(Consignes):
[1] D'après le texte sur les groupes affinitaires, à quel moment un groupe affilié à une organisation de synthèse reçoit-il une directive ?
[2] Poursuivez, s'il vous plaît, le texte sur les groupes affinitaires à partir de sa dernière phrase.

(Extrait du document):
:::::

La situation ainsi obtenue n’est pas figée une fois pour toutes. Elle évolue, se développe et régresse, elle se modifie au cours et au sein des luttes, se nourrit pour s’adapter au niveau théorique et pratique. Ce n’est pas une conception monolithique, il n’y a aucune décision venant d’en haut, aucune croyance à laquelle prêter serment, aucun décalogue auquel se fier dans des moments de doute et de peur. Tout est discuté à l’intérieur du groupe et au cours des luttes, tout est toujours reconsidéré de façon saine, même quand il s’agit de points qui semblaient définitifs.
L’élaboration d’un projet d’intervention reste le patrimoine commun du groupe affinitaire, précisément parce qu’il est le socle le plus approprié pour étudier et approfondir les conditions dans lesquelles on veut agir. Comparé à un groupe qui adhère à une organisation de synthèse, il peut sembler qu’un groupe affinitaire a une vision plus réduite de ses propres possibilités d’intervention. Mais l’amplitude des terrains d’intervention d’une structure de synthèse anarchiste n’est qu’apparence. En fait, un groupe affilié à une organisation de synthèse reçoit une directive lors des moments de congrès, et même s’il est libre de s’intéresser à tous les problèmes caractéristiques d’une société divisée en classes, le groupe agit surtout en fonction de cette directive. Étant lié à des principes programmatiques acceptés une fois pour toute, il peut difficilement en décider autrement. En acceptant de respecter les lignes du congrès, il finit par s’adapter aux limites rigides fixées par l’organisation. Avant toute chose, ces organisations ont pour condition nécessaire et inévitable leur propre survie. Elles « perturberont » donc le pouvoir le moins possible afin d’éviter « leur mise au ban ».

:::::

(Données brutes):
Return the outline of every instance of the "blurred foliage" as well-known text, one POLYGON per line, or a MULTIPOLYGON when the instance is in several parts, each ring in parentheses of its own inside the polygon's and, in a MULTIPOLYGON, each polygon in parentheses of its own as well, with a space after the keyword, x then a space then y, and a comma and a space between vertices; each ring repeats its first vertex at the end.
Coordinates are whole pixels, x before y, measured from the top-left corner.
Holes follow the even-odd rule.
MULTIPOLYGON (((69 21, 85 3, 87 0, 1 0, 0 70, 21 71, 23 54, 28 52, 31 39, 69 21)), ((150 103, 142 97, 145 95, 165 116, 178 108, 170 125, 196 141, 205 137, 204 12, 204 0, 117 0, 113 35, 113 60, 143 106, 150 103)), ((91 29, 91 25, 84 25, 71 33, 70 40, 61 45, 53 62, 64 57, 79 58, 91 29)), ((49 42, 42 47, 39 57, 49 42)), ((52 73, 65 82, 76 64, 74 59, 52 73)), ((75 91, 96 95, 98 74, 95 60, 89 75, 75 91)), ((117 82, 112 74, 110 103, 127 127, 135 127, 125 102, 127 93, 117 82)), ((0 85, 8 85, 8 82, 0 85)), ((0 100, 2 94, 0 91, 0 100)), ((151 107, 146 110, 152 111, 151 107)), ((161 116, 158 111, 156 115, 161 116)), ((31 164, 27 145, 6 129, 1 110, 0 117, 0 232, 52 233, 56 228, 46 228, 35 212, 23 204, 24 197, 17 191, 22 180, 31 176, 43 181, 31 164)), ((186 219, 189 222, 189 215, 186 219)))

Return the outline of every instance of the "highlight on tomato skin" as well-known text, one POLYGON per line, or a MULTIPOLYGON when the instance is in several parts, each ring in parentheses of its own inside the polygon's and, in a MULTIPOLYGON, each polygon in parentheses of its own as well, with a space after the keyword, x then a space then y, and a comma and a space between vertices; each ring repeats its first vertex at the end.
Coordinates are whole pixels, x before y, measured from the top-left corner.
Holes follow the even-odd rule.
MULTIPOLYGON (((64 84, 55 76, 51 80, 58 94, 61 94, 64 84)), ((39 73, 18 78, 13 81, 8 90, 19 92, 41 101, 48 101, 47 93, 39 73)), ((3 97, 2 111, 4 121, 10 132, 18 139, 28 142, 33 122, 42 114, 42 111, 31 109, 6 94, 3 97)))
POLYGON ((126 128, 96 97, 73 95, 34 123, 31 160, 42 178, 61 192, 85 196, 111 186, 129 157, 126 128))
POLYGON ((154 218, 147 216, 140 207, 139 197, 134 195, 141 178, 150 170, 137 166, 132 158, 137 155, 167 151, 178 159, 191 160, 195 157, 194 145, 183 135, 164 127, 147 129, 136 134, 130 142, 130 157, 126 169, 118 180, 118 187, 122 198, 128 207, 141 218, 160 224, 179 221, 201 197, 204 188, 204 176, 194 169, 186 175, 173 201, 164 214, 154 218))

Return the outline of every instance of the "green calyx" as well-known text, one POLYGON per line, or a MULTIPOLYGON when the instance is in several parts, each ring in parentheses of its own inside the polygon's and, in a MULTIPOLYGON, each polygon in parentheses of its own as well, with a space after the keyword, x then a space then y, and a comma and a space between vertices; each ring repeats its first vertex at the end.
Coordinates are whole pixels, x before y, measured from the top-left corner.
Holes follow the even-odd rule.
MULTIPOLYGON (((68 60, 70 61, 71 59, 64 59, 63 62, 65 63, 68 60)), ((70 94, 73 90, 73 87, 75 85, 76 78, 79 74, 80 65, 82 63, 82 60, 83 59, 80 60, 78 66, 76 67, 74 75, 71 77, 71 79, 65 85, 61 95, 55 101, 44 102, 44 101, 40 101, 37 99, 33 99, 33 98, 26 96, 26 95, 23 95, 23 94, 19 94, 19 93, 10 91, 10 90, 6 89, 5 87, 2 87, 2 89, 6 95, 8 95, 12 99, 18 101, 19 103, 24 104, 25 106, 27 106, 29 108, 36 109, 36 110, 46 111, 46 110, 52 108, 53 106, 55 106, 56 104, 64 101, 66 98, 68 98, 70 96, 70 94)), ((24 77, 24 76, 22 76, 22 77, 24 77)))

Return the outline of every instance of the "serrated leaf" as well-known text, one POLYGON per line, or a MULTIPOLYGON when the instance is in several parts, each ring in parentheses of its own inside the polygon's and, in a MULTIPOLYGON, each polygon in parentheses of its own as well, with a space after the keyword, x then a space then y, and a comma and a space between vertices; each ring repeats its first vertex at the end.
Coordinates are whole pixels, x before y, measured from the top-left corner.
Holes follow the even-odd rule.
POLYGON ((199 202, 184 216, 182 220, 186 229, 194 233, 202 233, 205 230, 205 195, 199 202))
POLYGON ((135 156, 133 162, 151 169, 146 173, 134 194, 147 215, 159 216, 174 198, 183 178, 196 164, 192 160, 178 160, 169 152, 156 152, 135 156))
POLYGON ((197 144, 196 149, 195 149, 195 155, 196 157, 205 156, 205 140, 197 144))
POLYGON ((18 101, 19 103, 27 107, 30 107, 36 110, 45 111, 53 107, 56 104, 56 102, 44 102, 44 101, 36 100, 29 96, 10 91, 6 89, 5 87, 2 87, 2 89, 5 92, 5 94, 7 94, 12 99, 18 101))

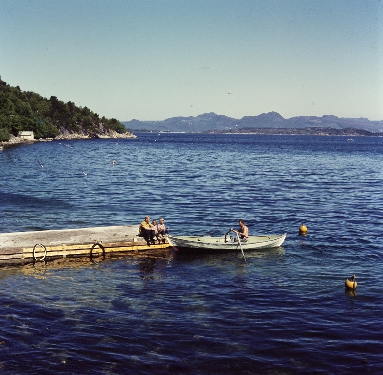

:::::

(Résultats):
[1] Lors des moments de congrès.

[2]
Le groupe affinitaire évite toutes ces limites, parfois facilement, parfois uniquement grâce aux décisions courageuses prises par les compagnons qui en font partie. Cela ne change rien au fait qu’une structure de ce type ne saurait donner du courage à des compagnons qui en sont dépourvus. Prendre la décision d’attaquer ne peut naître que de la rébellion bouillonnante de chacun de ses membres. Aucune action ne peut sortir d’une telle structure si tous décident de ne s’y consacrer qu’à des bavardages quotidiens.
Après avoir passé la réalité au crible, trouvé les documents indispensables et formulé les analyses, le groupe affinitaire décide de prendre l’initiative. C’est une des caractéristiques fondamentales d’une structure anarchiste de ce type. Elle n’attend pas les problèmes comme une araignée attend ses proies sur sa toile. Elle va à leur rencontre, elle cherche une solution qui, une fois mise en perspective, doit évidemment encore être acceptée par les exclus qui en subissent directement les effets négatifs. Mais pour formuler une proposition projectuelle dans un contexte social marqué par une attaque particulière du pouvoir, pour organiser une attaque spécifique et bien identifiée sur un territoire donné ou contre une ou plusieurs sources répressives, il faut être physiquement présent sur le terrain, parmi les exclus, et disposer d’une connaissance approfondie des problèmes qui caractérisent ce fait répressif.
Ainsi, un groupe affinitaire finit toujours par cibler une intervention localisée pour affronter ensemble, avec d’autres personnes, un problème spécifique. En créant toutes les conditions psychologiques et pratiques, individuelles et collectives pour un approfondissement théorique, il apporte les moyens qui permettront de combattre le problème par les méthodes caractéristiques de l’insurrectionalisme : auto-organisation, conflictualité permanente, attaque.
Un groupe affinitaire seul ne dispose pas toujours des capacités pratiques et théoriques correspondant à une telle intervention. Il y faut souvent – du moins, c’est ce que les expériences (limitées et controversées) ont démontré – une convergence de forces plus vastes liée à l’ampleur du problème, à la complexité de l’intervention, à l’étendue du territoire et à l’évolution graduelle des moyens à utiliser pour diffuser le modèle projectuel. Il est indispensable, par conséquent, d’entretenir des contacts permanents avec d’autres groupes affinitaires pour élargir les capacités d’intervention, pour rassembler un nombre suffisant de compagnons, pour réunir les moyens disponibles et disposer d’une vision claire à l’égard de la complexité et de la dimension du problème en question.
Ainsi naît l’organisation informelle.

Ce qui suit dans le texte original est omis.